What to produce: Retype the data below in full, keeping every character as it is.

Point-per-instance localization data:

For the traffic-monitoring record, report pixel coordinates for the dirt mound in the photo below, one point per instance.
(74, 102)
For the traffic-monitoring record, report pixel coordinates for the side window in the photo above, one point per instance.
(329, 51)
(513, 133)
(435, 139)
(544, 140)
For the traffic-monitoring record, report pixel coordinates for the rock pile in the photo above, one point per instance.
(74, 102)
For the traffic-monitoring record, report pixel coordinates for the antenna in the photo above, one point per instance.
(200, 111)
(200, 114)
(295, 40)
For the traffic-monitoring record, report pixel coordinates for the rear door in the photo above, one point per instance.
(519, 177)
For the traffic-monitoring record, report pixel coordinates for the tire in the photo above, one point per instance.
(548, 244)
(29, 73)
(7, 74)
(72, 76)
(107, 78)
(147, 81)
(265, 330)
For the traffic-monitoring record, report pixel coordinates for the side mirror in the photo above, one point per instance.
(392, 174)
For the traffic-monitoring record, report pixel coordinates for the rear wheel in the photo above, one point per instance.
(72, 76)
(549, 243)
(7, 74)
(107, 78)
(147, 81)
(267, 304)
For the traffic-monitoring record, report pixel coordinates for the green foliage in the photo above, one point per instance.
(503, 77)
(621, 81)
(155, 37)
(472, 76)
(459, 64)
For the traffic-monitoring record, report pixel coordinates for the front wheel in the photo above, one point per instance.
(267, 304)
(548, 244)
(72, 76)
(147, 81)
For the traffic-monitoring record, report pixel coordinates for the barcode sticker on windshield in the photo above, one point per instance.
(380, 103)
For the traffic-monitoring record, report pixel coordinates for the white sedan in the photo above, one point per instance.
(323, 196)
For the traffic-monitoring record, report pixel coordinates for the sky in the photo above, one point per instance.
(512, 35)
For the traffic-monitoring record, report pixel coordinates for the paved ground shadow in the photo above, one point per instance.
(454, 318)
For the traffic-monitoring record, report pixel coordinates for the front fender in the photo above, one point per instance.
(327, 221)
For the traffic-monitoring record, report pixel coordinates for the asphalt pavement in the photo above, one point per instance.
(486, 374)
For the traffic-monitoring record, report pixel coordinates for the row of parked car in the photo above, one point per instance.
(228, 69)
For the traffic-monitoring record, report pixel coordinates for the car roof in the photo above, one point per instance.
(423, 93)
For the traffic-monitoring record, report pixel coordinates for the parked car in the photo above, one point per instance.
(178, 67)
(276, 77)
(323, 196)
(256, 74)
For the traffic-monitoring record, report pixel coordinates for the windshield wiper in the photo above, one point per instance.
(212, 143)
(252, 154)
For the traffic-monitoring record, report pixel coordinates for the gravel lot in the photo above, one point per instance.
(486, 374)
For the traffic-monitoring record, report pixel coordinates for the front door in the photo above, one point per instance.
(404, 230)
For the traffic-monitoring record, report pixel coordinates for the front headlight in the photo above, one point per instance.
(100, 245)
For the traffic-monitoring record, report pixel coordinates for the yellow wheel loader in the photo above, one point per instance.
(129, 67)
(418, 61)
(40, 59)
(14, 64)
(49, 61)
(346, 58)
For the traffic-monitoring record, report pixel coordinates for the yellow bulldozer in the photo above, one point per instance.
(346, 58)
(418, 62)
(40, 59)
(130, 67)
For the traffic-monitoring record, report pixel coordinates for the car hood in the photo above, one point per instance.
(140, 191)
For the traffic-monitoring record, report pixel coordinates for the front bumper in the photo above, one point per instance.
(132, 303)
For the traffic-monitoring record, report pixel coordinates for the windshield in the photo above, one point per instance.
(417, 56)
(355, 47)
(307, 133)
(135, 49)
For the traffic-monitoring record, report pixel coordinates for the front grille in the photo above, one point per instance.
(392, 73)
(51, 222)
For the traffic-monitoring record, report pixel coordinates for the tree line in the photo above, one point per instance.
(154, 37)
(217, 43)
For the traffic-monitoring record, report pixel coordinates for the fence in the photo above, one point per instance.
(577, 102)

Response to this task:
For the traffic-monitoring record, report pixel coordinates for the dirt mound in the photo below, one point per instance.
(74, 102)
For the traffic-monitoring record, report pixel coordinates for the side window in the photo above, one point per instance.
(329, 51)
(513, 133)
(435, 139)
(544, 140)
For the traffic-monitoring record, report pixel coordinates for the rock pile in the photo above, one point per instance.
(74, 102)
For the traffic-monitoring record, report pixel coordinates for the antenna in the photo above, one point per instance.
(200, 111)
(200, 114)
(295, 40)
For the traffic-monitoring record, report pixel coordinates for the rear door in the photo above, one point per instance.
(519, 177)
For the traffic-monitoring record, report pixel coordinates for the tire in the photo above, one point per instance.
(548, 244)
(29, 73)
(7, 74)
(72, 76)
(107, 78)
(147, 81)
(265, 330)
For the traffic-monitoring record, report pixel coordinates for the side mirror in the photo above, one point per instance.
(392, 174)
For the traffic-monitoring record, report pixel coordinates for the rear wheel in the photo above, one point per instance.
(72, 76)
(549, 243)
(7, 74)
(107, 78)
(147, 81)
(267, 304)
For the traffic-monitoring record, report pixel coordinates for the green foliage in the photo above, one point per instance.
(503, 77)
(621, 81)
(155, 37)
(472, 76)
(459, 64)
For the traffic-monitoring record, report pixel coordinates for the front wheel in the photo above, one point per instance.
(267, 304)
(548, 244)
(72, 76)
(147, 81)
For the traffic-monitoring record, report pixel coordinates for the barcode sticker on windshield in the photo above, one point per instance.
(380, 103)
For the traffic-monitoring record, report pixel coordinates for the white sedan in the photo above, one point per instance.
(323, 196)
For the traffic-monitoring record, report pixel coordinates for the sky in the photo above, one point per instance.
(512, 35)
For the traffic-monitoring record, report pixel coordinates for the paved ground shadow in the photo above, one point per instance.
(454, 318)
For the traffic-monitoring record, report pixel coordinates for the front fender in the photo above, one point per instance.
(327, 221)
For the traffic-monitoring record, report pixel coordinates for the asphalt pavement in the photo above, one point per instance.
(486, 374)
For the traffic-monitoring record, report pixel coordinates for the row of parked car in the photo above, one point per instance.
(228, 69)
For the traffic-monitoring record, report pixel coordinates for the car roof in the photo above, one point per instance.
(423, 93)
For the traffic-monitoring record, report pixel coordinates for the parked car in the photo above, one point per instance.
(178, 67)
(276, 77)
(323, 196)
(256, 74)
For the traffic-monitoring record, report pixel coordinates for the windshield wiper in the photo above, one point per instance.
(212, 143)
(252, 154)
For the traffic-monitoring record, report pixel coordinates for the gravel lot in the photo above, one point per instance.
(486, 374)
For the traffic-monitoring record, report pixel coordinates for the front door in the photo above, one point per instance.
(404, 230)
For the traffic-monitoring record, report pixel coordinates for the front headlight in the photo above, one point per instance.
(100, 245)
For the traffic-monitoring record, report pixel coordinates for the yellow wheel loader in the photo above, one point per instance.
(129, 67)
(418, 61)
(40, 59)
(14, 64)
(49, 61)
(346, 58)
For the traffic-monitoring record, report pixel coordinates for the yellow bulldozer in the photo above, one point per instance.
(346, 58)
(418, 62)
(40, 59)
(130, 67)
For the traffic-monitoring record, report pixel coordinates for the car hood in the photo above, one point per instance.
(140, 191)
For the traffic-monitoring record, report pixel coordinates for the front bumper in the photo above, one point per instance.
(132, 303)
For the traffic-monitoring record, report pixel coordinates for the windshield in the photo above, one point per instance.
(417, 56)
(355, 47)
(307, 133)
(135, 49)
For the traffic-monitoring record, report pixel coordinates for the front grille in the photo above, one point per instance.
(392, 73)
(51, 222)
For the traffic-monitoring record, report pixel coordinates for the tree line in the photo above, one point per instance.
(154, 37)
(217, 43)
For the traffic-monitoring record, report pixel coordinates for the fence in the photo above, one point per instance.
(577, 102)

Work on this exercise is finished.